**WHAT THIS TASK INVOLVES:** Return the line containing "indicate the mountain range, a" and all lines after it exactly; stop at the end of the material.

**STORED DATA:**
—————

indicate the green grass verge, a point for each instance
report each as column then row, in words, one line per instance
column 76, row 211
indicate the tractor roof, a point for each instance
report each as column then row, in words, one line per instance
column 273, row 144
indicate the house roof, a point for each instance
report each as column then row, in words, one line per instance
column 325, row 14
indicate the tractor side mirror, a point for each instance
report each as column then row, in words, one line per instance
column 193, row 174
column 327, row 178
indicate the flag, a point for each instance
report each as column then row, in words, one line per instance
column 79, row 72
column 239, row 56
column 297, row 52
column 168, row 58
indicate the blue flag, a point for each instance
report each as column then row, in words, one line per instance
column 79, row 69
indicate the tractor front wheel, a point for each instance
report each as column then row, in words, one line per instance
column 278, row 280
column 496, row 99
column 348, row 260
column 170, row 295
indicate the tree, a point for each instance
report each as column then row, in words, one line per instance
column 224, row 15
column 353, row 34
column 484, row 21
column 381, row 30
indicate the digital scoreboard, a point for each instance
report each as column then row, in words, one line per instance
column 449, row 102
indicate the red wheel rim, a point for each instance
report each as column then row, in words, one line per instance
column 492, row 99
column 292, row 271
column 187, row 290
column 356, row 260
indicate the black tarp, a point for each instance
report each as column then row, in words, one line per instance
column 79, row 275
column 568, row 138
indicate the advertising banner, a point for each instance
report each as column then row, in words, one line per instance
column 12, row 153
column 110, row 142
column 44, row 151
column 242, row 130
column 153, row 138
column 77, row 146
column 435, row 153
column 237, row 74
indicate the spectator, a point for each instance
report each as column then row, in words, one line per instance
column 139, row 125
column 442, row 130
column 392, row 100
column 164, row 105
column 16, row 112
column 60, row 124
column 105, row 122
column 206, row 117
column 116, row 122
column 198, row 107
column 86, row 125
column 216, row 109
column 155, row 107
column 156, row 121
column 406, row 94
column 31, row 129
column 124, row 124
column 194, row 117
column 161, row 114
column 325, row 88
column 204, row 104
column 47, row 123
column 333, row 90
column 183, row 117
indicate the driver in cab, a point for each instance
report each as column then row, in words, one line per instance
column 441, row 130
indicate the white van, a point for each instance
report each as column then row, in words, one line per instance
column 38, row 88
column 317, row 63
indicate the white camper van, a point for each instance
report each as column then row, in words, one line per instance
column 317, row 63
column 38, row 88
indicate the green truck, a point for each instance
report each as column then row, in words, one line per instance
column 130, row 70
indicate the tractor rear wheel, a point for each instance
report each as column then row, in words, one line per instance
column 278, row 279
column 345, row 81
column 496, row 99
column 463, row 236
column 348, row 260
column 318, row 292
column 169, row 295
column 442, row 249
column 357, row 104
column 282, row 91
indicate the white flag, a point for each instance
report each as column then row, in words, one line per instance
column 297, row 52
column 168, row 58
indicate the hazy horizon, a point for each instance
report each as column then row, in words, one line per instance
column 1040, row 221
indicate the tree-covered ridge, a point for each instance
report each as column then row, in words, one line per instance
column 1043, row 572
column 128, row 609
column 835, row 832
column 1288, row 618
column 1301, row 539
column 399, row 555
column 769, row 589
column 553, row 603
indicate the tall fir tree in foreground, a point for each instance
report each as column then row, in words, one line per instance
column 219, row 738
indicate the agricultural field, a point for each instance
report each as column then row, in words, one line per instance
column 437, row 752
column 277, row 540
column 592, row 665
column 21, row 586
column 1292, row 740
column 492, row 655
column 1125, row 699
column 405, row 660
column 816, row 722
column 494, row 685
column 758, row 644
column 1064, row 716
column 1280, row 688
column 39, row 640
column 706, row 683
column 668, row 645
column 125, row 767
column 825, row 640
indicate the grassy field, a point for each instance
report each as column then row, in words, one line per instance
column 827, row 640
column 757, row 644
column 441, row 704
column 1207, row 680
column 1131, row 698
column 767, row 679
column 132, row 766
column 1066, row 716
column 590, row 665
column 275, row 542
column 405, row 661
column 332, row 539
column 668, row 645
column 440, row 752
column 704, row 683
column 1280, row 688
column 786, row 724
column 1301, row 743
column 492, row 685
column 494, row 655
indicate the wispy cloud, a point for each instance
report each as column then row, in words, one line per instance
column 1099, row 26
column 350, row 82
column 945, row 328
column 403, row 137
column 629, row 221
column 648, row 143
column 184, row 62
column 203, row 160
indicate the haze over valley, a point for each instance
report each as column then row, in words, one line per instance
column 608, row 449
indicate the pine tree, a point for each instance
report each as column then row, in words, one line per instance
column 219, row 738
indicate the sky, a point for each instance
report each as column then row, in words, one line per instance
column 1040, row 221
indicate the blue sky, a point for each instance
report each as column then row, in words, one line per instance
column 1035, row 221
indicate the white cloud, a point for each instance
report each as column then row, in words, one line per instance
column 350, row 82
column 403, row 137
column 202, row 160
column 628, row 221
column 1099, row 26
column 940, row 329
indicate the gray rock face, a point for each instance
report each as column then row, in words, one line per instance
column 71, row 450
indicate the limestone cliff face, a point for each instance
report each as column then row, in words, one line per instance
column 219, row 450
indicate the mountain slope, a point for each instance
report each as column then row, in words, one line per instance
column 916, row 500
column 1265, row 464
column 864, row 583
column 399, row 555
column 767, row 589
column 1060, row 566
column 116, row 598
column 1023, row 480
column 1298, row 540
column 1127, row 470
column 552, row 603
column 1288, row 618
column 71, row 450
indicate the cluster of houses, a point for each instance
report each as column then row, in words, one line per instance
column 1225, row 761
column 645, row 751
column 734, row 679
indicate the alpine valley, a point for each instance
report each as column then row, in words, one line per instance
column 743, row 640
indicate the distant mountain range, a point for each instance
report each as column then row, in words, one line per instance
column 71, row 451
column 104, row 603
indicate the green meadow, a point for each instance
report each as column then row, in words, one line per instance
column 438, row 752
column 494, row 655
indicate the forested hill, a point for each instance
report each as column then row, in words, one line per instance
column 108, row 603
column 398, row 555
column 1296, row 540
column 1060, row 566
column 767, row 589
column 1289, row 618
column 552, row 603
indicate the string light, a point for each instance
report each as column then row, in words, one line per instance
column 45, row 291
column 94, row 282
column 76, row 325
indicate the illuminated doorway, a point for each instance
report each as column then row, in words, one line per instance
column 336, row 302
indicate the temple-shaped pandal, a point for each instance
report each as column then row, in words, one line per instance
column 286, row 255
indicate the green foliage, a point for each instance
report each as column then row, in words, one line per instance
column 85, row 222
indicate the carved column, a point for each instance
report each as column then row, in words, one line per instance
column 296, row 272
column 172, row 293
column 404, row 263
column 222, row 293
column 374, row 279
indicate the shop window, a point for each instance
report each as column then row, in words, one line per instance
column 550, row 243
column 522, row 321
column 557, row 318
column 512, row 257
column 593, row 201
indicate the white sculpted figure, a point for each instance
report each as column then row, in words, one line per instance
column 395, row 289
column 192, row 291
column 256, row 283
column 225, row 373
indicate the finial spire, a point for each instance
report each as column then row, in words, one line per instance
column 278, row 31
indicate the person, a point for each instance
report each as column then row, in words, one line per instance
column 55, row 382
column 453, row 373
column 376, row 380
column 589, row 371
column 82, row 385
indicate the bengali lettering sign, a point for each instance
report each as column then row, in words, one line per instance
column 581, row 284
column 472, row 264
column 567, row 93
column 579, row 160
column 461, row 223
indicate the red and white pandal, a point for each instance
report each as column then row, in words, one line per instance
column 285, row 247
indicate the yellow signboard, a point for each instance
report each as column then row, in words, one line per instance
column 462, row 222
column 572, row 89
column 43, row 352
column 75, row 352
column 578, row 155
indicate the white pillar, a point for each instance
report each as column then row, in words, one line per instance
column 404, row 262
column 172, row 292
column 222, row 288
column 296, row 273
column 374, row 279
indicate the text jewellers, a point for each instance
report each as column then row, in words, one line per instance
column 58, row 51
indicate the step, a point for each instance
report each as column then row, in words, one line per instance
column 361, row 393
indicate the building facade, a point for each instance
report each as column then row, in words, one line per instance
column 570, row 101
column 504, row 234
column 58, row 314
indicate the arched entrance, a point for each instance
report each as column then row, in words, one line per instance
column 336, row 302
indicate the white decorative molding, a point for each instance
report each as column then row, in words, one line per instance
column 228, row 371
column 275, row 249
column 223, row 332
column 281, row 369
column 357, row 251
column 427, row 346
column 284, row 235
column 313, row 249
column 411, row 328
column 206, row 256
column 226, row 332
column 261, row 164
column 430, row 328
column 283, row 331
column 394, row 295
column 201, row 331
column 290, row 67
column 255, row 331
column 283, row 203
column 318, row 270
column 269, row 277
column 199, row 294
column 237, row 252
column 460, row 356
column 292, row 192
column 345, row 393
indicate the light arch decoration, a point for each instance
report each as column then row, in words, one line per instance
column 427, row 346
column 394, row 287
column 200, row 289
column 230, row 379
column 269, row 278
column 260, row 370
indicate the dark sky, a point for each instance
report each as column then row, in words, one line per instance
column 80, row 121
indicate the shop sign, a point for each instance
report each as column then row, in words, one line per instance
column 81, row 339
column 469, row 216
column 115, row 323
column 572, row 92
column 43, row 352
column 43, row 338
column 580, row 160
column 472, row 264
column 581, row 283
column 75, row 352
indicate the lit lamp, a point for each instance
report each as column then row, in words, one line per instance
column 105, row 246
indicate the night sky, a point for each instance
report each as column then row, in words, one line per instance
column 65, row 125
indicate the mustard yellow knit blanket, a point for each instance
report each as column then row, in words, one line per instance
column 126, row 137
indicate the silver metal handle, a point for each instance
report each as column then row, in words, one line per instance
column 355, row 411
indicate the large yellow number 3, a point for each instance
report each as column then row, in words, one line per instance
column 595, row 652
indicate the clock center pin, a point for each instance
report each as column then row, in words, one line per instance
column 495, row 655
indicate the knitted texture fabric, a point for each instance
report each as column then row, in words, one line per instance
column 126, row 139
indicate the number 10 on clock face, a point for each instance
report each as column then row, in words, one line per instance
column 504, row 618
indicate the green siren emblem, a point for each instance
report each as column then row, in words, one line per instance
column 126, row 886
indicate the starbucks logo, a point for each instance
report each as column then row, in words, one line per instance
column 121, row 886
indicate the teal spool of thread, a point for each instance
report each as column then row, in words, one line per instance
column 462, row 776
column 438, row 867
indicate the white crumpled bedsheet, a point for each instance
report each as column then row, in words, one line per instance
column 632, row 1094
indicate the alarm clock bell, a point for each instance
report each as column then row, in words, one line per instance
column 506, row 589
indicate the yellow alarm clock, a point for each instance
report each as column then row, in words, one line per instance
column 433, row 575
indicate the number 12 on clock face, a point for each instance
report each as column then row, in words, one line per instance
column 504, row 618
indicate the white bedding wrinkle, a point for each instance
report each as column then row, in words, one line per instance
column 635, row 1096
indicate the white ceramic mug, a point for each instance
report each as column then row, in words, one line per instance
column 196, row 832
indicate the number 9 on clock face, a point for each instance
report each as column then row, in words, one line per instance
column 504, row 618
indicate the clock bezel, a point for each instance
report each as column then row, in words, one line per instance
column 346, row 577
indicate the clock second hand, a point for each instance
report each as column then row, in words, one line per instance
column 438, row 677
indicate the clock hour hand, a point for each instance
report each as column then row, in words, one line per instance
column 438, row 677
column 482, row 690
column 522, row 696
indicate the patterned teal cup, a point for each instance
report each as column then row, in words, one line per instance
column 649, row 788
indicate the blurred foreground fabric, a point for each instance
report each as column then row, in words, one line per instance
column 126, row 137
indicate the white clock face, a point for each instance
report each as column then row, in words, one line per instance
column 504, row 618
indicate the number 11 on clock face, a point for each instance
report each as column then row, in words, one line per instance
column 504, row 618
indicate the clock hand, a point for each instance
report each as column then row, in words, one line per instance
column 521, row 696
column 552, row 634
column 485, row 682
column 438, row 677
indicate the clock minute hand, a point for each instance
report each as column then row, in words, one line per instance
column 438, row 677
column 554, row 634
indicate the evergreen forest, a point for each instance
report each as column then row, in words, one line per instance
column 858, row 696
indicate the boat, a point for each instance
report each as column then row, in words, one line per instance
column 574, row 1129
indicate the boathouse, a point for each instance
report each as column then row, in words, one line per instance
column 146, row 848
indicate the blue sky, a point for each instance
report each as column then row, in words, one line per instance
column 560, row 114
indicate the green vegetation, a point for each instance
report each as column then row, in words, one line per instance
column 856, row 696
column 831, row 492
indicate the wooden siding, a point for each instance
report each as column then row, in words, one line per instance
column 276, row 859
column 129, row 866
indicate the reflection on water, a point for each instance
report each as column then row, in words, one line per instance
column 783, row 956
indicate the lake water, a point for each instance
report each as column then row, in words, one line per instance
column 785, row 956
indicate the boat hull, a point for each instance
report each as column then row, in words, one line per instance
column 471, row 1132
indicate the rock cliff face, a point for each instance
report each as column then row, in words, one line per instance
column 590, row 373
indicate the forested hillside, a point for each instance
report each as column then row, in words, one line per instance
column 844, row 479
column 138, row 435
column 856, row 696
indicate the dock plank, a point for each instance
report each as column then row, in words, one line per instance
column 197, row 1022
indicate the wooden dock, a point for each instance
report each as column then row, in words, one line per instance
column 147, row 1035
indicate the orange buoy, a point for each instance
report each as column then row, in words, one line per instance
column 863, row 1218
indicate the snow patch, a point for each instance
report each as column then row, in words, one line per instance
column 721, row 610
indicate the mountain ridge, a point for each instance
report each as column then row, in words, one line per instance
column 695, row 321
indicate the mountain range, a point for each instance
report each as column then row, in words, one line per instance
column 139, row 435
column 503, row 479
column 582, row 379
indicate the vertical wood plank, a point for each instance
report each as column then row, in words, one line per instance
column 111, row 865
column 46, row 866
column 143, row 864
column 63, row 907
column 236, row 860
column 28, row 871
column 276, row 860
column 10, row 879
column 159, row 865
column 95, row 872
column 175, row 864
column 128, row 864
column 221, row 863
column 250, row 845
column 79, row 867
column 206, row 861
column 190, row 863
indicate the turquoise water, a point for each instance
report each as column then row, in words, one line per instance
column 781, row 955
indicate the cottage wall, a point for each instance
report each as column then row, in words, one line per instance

—————

**RESPONSE TO THE TASK:**
indicate the mountain range, a point for each instance
report each as column then row, in words, one line per instance
column 139, row 435
column 503, row 479
column 582, row 379
indicate the vertical wood plank, a point for each instance
report each as column then row, in words, one line per instance
column 111, row 865
column 46, row 866
column 143, row 864
column 63, row 907
column 236, row 860
column 28, row 871
column 276, row 860
column 10, row 879
column 159, row 865
column 95, row 872
column 175, row 864
column 128, row 864
column 221, row 863
column 250, row 845
column 79, row 867
column 206, row 861
column 190, row 863
indicate the turquoise water, a point for each instance
report each as column then row, in words, one line per instance
column 781, row 955
indicate the cottage wall, a point for each instance
report each as column then row, in words, one line per instance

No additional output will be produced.